Send back every record exactly.

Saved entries
★ ★ ★ ★ ★ ★ ★
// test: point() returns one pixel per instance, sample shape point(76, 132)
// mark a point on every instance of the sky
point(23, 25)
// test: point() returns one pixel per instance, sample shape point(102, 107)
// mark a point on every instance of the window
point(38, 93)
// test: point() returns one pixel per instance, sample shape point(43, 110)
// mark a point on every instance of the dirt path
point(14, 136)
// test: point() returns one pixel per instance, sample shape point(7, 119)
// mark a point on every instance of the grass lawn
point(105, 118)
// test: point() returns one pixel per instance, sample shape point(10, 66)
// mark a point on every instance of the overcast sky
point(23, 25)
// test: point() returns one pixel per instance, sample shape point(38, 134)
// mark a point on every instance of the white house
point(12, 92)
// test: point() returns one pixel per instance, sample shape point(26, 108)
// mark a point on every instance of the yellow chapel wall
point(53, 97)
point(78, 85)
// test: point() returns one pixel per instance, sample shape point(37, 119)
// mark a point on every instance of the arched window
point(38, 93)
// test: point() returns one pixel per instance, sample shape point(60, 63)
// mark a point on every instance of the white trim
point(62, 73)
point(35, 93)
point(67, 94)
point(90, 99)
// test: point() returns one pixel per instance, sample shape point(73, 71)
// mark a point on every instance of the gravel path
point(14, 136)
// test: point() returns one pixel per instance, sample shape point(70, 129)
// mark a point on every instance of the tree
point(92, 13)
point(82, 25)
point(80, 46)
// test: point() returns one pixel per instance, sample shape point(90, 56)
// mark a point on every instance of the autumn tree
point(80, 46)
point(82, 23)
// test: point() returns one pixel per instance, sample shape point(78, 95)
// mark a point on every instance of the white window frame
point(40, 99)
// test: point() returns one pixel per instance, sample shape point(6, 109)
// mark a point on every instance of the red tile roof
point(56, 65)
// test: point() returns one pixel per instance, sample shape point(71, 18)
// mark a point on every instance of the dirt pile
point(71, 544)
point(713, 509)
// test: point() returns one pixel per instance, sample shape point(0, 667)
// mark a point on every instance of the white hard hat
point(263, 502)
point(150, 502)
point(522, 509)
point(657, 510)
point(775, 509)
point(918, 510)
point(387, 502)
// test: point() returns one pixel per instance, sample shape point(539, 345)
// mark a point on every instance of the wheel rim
★ ★ ★ ★ ★ ★ ★
COMPLETED TASK:
// test: point() returns one pixel per instance, sample shape point(76, 132)
// mark a point on every instance of the sky
point(23, 25)
// test: point() returns one pixel per instance, sample shape point(102, 107)
// mark a point on every instance of the window
point(38, 93)
// test: point() returns one pixel per instance, sample shape point(43, 110)
// mark a point on every instance of the dirt path
point(14, 136)
// test: point() returns one pixel per instance, sample shape point(7, 119)
// mark a point on every instance of the grass lawn
point(105, 118)
// test: point() returns one pixel per instance, sample shape point(10, 66)
// mark a point on every instance of the overcast sky
point(23, 25)
// test: point() returns one pixel per instance, sample shape point(38, 134)
// mark a point on every instance of the white house
point(12, 92)
// test: point() returns one pixel per instance, sample shape point(26, 108)
// mark a point on every instance of the yellow chapel wall
point(53, 97)
point(78, 85)
// test: point() returns one pixel per instance, sample shape point(37, 119)
// mark a point on every instance of the arched window
point(38, 93)
// test: point() returns one pixel per instance, sample shape point(60, 63)
// mark a point on every instance of the white trim
point(62, 73)
point(35, 93)
point(67, 94)
point(90, 99)
// test: point() returns one pixel per instance, sample shape point(73, 71)
// mark a point on every instance of the gravel path
point(14, 136)
// test: point() returns one pixel per instance, sample shape point(70, 129)
// mark a point on every instance of the tree
point(92, 13)
point(82, 25)
point(80, 46)
// test: point() returns one pixel per instance, sample shape point(90, 56)
// mark a point on every instance of the autumn tree
point(80, 46)
point(82, 23)
// test: point() returns one pixel per instance, sample shape point(78, 95)
// mark a point on every instance of the white window frame
point(40, 99)
// test: point() returns one pixel per instance, sample shape point(6, 109)
// mark a point on every instance of the red tile roof
point(56, 65)
// test: point() returns one pixel per instance, sample shape point(71, 18)
// mark a point on every instance of the dirt pile
point(71, 544)
point(713, 509)
// test: point() returns one pixel per instance, sample shape point(0, 667)
// mark a point on every instance of the white hard hat
point(263, 502)
point(150, 502)
point(522, 509)
point(657, 510)
point(775, 509)
point(918, 510)
point(387, 502)
// test: point() returns one pixel per instance, sample shape point(539, 345)
// mark a point on every instance of the wheel rim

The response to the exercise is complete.